→ **TASK STATEMENT**: Each line below from the one containing "269L516 271L509 264L497" through the one containing "positive clicks: (508, 285) (494, 262)" is to be given again exactly, and no line outside that span.

[Stored records]
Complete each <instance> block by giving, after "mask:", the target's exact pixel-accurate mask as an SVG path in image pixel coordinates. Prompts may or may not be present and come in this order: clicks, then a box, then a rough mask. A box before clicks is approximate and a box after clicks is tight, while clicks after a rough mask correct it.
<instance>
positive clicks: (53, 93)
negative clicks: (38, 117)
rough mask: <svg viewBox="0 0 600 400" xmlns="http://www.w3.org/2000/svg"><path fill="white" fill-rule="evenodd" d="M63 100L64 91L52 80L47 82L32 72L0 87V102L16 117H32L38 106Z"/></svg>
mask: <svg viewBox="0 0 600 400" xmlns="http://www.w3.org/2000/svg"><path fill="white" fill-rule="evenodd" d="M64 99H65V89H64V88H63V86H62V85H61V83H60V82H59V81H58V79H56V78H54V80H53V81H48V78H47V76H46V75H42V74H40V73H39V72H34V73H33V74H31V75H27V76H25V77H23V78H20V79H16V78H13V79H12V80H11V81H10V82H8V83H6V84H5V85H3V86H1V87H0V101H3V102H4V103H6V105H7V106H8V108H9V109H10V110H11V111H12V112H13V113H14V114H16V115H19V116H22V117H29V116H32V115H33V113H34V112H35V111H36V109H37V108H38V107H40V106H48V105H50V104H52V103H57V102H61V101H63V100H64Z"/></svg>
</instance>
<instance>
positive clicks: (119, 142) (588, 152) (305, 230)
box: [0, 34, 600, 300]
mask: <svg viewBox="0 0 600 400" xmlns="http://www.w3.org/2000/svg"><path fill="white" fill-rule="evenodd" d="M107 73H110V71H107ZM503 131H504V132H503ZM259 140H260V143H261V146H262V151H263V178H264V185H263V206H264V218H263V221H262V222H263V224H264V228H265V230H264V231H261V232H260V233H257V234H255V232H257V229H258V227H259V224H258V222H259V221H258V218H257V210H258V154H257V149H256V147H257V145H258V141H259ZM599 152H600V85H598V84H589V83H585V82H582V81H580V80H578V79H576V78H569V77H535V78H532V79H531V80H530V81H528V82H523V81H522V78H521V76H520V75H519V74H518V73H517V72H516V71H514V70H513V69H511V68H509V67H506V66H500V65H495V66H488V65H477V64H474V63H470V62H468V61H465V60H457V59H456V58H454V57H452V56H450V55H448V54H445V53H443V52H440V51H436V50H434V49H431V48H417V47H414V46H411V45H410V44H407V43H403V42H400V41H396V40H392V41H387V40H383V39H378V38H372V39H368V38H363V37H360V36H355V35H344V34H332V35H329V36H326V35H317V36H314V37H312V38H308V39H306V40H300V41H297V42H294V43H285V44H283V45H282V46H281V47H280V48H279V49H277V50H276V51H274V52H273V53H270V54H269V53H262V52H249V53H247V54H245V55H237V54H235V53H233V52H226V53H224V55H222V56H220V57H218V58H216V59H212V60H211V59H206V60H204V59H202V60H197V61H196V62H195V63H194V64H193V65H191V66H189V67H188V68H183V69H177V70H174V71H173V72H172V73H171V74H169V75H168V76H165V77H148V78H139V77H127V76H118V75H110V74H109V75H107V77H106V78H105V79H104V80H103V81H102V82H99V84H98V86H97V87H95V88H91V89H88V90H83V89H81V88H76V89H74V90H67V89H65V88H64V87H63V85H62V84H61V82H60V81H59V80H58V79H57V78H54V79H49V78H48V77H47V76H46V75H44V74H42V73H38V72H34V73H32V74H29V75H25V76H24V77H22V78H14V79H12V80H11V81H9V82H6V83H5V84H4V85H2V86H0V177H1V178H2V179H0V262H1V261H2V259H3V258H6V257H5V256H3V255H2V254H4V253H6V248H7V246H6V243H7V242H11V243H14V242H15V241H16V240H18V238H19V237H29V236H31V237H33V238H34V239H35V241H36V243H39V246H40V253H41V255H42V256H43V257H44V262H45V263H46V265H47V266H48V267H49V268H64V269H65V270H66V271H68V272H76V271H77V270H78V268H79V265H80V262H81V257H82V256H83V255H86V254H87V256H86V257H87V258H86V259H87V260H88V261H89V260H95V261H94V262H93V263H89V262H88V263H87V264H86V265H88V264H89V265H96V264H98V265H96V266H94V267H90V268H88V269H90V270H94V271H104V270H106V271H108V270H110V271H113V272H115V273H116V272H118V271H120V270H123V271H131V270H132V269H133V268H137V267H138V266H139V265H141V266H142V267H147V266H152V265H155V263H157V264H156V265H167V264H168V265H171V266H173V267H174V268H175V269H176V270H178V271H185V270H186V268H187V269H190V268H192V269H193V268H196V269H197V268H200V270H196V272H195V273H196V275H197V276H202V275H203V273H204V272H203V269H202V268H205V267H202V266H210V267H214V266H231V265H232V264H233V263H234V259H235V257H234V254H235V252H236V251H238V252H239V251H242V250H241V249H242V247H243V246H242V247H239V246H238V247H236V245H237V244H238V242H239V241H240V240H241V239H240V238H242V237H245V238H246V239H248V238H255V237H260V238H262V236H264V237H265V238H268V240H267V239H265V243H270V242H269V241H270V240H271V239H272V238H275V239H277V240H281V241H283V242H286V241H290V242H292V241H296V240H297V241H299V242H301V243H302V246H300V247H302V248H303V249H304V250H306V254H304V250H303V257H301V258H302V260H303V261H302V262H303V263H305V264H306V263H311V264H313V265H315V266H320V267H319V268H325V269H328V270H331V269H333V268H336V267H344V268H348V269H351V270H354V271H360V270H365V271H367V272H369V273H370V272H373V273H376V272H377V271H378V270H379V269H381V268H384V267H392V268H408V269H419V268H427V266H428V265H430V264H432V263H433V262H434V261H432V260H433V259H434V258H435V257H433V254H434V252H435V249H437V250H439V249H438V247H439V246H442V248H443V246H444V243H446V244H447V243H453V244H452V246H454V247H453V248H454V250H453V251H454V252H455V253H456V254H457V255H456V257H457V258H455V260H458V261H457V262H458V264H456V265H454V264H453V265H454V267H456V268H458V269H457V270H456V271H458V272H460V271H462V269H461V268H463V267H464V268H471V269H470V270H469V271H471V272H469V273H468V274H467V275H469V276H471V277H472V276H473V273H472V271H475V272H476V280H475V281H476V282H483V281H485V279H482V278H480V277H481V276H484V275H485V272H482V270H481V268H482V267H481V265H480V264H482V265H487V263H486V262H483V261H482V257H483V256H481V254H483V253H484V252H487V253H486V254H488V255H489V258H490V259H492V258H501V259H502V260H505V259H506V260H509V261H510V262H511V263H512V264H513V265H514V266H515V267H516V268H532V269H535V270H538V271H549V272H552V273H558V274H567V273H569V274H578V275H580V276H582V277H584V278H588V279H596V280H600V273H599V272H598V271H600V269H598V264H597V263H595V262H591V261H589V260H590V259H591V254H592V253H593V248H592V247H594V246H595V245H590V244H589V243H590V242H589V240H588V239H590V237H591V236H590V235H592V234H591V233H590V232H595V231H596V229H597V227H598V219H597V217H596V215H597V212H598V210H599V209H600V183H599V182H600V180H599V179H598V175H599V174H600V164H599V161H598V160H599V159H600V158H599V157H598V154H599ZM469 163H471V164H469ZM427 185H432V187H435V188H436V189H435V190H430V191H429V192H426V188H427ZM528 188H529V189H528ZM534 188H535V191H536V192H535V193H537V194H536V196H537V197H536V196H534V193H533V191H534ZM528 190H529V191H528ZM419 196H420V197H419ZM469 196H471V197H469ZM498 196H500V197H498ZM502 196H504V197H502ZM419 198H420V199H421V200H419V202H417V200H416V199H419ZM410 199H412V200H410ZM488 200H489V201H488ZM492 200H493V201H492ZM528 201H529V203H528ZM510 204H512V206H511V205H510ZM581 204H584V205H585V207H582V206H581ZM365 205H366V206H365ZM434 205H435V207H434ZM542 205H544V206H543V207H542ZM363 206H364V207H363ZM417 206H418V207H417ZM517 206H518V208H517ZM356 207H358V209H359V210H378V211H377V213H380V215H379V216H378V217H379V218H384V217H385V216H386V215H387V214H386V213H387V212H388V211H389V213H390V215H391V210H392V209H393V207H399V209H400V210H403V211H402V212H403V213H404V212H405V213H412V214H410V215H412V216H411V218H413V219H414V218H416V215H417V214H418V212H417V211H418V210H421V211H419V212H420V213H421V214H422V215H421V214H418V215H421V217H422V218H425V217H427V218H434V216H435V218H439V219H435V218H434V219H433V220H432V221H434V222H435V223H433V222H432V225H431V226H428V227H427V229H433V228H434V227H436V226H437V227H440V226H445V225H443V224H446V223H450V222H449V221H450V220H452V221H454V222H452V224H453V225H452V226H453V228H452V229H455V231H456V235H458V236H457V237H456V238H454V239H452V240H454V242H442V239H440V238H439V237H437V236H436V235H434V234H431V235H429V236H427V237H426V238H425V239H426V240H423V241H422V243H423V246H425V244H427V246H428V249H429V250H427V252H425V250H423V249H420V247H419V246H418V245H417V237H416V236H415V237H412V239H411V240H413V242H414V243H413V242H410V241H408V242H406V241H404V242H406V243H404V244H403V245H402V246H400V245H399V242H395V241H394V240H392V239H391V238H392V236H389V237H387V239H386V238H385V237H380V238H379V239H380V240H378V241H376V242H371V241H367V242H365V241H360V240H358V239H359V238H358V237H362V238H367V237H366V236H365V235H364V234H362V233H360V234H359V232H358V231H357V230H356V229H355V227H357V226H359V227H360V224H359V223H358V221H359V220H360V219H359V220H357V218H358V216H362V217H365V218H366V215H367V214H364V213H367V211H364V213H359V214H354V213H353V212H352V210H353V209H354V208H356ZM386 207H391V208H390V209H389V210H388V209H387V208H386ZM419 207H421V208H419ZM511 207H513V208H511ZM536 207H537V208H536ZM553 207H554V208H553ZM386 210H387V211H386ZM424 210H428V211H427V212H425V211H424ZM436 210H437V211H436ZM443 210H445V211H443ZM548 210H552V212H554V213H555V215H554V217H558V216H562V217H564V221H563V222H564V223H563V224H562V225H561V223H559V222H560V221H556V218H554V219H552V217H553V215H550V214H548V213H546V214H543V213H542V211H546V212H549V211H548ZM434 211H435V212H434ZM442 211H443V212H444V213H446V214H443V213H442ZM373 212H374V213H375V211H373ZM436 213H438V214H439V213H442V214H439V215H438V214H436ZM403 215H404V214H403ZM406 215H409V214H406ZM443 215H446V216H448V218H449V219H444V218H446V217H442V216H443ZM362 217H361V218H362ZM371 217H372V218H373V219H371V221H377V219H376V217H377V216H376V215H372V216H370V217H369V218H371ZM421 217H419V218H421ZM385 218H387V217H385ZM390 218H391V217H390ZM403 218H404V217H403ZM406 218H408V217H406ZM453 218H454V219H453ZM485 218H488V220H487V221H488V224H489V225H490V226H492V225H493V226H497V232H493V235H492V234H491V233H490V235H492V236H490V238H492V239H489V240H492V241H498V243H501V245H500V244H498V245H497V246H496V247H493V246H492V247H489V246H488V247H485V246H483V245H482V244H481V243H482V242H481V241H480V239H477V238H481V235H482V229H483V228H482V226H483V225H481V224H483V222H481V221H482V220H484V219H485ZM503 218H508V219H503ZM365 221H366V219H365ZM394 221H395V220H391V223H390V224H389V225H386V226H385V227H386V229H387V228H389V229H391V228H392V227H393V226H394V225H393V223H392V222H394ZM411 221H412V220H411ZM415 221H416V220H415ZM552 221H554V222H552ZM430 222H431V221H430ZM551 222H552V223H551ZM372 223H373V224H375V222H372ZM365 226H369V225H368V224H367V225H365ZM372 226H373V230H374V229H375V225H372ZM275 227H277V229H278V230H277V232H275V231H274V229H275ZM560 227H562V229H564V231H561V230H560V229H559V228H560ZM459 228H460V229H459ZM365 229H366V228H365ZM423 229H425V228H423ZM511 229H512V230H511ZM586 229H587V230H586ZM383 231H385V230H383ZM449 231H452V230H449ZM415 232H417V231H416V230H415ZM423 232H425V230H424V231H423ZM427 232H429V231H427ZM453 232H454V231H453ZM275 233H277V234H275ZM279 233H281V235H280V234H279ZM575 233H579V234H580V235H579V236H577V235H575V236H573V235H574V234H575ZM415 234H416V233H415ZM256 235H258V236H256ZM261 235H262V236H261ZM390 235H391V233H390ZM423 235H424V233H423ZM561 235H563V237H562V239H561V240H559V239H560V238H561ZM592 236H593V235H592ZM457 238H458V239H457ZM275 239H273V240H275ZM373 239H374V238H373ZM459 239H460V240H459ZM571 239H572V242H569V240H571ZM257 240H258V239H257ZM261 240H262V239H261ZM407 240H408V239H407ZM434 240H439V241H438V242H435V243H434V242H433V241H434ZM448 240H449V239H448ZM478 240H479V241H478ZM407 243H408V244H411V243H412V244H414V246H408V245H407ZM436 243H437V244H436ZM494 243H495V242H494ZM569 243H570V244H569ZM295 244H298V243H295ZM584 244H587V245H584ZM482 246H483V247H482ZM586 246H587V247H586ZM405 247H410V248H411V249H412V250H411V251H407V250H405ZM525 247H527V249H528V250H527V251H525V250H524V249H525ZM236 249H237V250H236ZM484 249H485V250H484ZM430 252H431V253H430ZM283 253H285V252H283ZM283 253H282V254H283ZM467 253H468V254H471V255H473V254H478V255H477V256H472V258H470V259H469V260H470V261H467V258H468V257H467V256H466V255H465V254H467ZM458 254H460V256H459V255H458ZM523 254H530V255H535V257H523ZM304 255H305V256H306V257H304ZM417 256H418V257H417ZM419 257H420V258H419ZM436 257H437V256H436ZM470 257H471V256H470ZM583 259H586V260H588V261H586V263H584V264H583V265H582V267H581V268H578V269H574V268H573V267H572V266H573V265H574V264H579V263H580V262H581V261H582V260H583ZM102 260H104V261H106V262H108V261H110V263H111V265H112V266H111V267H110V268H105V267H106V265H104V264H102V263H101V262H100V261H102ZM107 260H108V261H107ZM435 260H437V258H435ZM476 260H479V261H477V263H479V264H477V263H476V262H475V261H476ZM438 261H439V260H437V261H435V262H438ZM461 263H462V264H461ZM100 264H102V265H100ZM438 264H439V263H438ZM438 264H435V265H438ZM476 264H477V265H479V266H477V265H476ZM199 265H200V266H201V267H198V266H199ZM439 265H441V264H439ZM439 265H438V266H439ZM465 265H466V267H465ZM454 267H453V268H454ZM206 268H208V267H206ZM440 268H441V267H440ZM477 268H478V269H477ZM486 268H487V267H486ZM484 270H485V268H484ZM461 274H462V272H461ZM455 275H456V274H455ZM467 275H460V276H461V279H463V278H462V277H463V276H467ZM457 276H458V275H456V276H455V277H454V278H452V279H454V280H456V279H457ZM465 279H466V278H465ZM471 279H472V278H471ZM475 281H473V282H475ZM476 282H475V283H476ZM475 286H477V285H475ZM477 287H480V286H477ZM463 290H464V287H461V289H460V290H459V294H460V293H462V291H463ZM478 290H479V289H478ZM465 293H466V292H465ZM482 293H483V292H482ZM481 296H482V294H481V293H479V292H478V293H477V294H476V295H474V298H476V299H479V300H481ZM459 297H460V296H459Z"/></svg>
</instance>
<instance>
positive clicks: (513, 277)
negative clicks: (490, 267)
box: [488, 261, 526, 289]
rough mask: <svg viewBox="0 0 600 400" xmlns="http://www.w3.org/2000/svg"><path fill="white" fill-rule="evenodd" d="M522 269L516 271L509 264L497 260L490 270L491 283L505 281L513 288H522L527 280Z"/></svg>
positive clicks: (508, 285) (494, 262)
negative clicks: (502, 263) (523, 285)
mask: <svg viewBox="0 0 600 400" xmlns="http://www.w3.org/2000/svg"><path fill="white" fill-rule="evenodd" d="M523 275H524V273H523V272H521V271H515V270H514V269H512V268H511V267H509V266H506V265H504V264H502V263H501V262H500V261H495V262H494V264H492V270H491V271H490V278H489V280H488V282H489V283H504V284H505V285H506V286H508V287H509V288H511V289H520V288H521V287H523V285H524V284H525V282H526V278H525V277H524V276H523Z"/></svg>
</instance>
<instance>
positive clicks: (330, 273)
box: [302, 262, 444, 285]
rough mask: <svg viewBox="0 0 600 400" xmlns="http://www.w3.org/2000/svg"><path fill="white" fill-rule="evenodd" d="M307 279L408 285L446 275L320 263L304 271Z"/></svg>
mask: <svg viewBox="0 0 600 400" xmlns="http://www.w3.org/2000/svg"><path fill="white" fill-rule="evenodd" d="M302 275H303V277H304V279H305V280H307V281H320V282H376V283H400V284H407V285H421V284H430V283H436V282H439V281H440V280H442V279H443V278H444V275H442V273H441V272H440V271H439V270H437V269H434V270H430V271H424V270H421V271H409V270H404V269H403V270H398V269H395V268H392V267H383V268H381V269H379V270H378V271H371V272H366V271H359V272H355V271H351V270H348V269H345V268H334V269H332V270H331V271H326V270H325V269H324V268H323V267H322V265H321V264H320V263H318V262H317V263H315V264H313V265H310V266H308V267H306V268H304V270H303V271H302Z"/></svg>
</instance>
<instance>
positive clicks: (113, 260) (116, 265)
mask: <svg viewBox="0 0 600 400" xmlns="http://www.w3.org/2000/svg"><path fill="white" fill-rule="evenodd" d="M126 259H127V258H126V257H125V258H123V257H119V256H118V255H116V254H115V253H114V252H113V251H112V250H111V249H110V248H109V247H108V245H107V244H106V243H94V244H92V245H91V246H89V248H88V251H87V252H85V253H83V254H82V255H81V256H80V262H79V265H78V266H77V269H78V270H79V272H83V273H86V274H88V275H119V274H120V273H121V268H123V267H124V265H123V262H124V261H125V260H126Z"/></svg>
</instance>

→ **WRITTEN REPLY**:
rough mask: <svg viewBox="0 0 600 400" xmlns="http://www.w3.org/2000/svg"><path fill="white" fill-rule="evenodd" d="M522 269L516 271L509 264L497 260L490 270L491 283L505 281L513 288H522L527 280Z"/></svg>
positive clicks: (508, 285) (494, 262)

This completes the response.